[Page excerpt]

1. A coating composition comprising: (a) a first acrylic polymer formed from a reaction mixture comprising: (i) an ethylenically unsaturated monomer comprising an acid group or an amine group; (ii) a reactive solvent reactive with the ethylenically unsaturated monomer (i); and (iii) a second monomer reactive with ethylenically unsaturated monomer (i); and (b) a second acrylic polymer different from the first acrylic polymer, wherein the second acrylic polymer (b) has a Mw of at least 100,000 Da.

2. The coating composition of claim 1, wherein a volatile organic content (VOC) of the coating composition is less than 50 g/L.

3. The coating composition of claim 1, wherein the reactive solvent (ii) is completely consumed in an addition reaction with the ethylenically unsaturated monomer (i).

4. The coating composition of claim 1, wherein the reactive solvent (ii) is ethylenically saturated and/or comprises oxirane functionality.

5. The coating composition of claim 1, wherein the first acrylic polymer (a) has an average particle size of less than 0.5 microns.

6. The coating composition of claim 1, wherein the coating composition is essentially free of a non-reactive organic solvent.

7. The coating composition of claim 1, wherein the first acrylic polymer (a) comprises 5 to 50 percent by weight based on total solids of the first acrylic polymer (a) and the second acrylic polymer (b) in the coating composition.

8. The coating composition of claim 1, wherein the ethylenically unsaturated monomer (i) comprises an ethylenically unsaturated acid functional monomer.

9. The coating composition of claim 1, wherein the second acrylic polymer (b) comprises a latex acrylic polymer.

10. The coating composition of claim 1, wherein the first acrylic polymer (a) has a Mw of up to 70,000 Da.

11. The coating composition of claim 1, wherein the first acrylic polymer (a) has a Tg of from 50 C. to 100 C.

12. A coating formed from the coating composition of claim 1, the coating exhibiting an improved stain resistance compared to a coating formed from the same coating composition not including the first acrylic polymer (a).

13. The coating of claim 12, wherein the coating exhibits a stain rating of at least 45 according the Stain Resistance Test Method.

14. A substrate at least partially coated with a coating formed from the coating composition of claim 1.

15. The substrate of claim 14, wherein the substrate comprises an architectural component.

16. A method of preparing a coating composition for imparting improved stain resistance comprising: reacting to form (a) a first acrylic polymer: (i) an ethylenically unsaturated monomer comprising an acid group or an amine group; (ii) a reactive solvent reactive with the ethylenically unsaturated monomer (i); and (iii) a second monomer reactive with ethylenically unsaturated monomer (i); and mixing (b) a second acrylic polymer different from the first acrylic polymer (a) with the first acrylic polymer (a) to form a coating composition, wherein the second acrylic polymer (b) has a Mw of at least 100,000.

[What the task asks]
Can you continue the patent claims above on the stain-resistant acrylic coating composition, picking up after claim 16?

[Data rows]
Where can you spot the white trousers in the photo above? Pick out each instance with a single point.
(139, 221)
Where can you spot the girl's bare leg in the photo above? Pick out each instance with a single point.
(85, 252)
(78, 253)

[Answer to the task]
17. The method of claim 16, wherein the reactive solvent (ii) is ethylenically saturated and/or comprises oxirane functionality.

18. The method of claim 16, wherein the first acrylic polymer (a) comprises 5 to 50 percent by weight based on total solids of the first acrylic polymer (a) and the second acrylic polymer (b) in the coating composition.

19. The method of claim 16, wherein the ethylenically unsaturated monomer (i) comprises an ethylenically unsaturated acid functional monomer.

20. The method of claim 16, wherein a volatile organic content (VOC) of the coating composition is less than 50 g/L.

Description

EXAMPLES

(1) Illustrating the invention are the following examples that are not to be considered as limiting the invention to their details.

Polymer Example A

(2) A water dispersible polymer (Polymer A) was prepared with the following ingredients:

(3) TABLE-US-00001 TABLE 1 Ingredients Amount (gram) Charge 1: Reactive Solvent.sup.1 256.59 Charge 2: Di-tertiary-amyl peroxide 18.2 (premixed) Reactive Solvent.sup.1 22.5 Dipropylene glycol monomethyl ether 7.87 Charge 2A: Dipropylene glycol monomethyl ether 5.98 (Rinse) Charge 3: Iso-bornyl acrylate 283.54 (premixed) Hydroxy ethyl methacrylate 213.23 Alpha-methyl styrene dimer 26.47 Ethyl hexyl acrylate 45.67 Acrylic acid 125.98 Charge 3A: Dipropylene glycol monomethyl ether 9.9 (Rinse) Charge 4: Di-methyl ethanol amine 51.7 Charge 5: Deionized water 2132.3 .sup.1CARDURA E10P glycidyl ester, available from Hexion (Columbus, OH)

(4) To a suitable reaction vessel equipped with a stirrer, reflux condenser, thermometer, heating mantle, and nitrogen inlet, Charge 1 was added at ambient temperature (20 C. to 27 C.). The temperature was then increased to 160 C., at which time a premix of Charge 2 was added over 270 minutes, and Charge 3 was added over 240 minutes. Upon completion of Charges 2 and 3, Charge 2A and Charge 3A were added as a rinse for Charge 2 and Charge 3, respectively, followed by a hold for an additional 60 minutes. Thereafter the reaction mixture was cooled to 120 C. At this temperature Charge 4 was added over 10 minutes, followed by a 10 minute hold. The polymeric product (Polymer A) thus formed was then diluted with Charge 5. The final product had a solids of 31.0 wt. % and a Mw of 9,389 Da. Non-volatile content (solids) was measured by comparing initial sample weights to sample weights after exposure to 110 C. for 1 hour. Polymer A had a Brookfield Viscosity of 186 CPS, measured at 25 C. on a Brookfield Viscometer DV-II+Pro using spindle #3 at 100 RPM. Polymer A had an average particle size of 35.2 nm as measured by reading the z-average particle size measured by dynamic light scattering (DLS) with a Malvern Zetasizer Nano ZS.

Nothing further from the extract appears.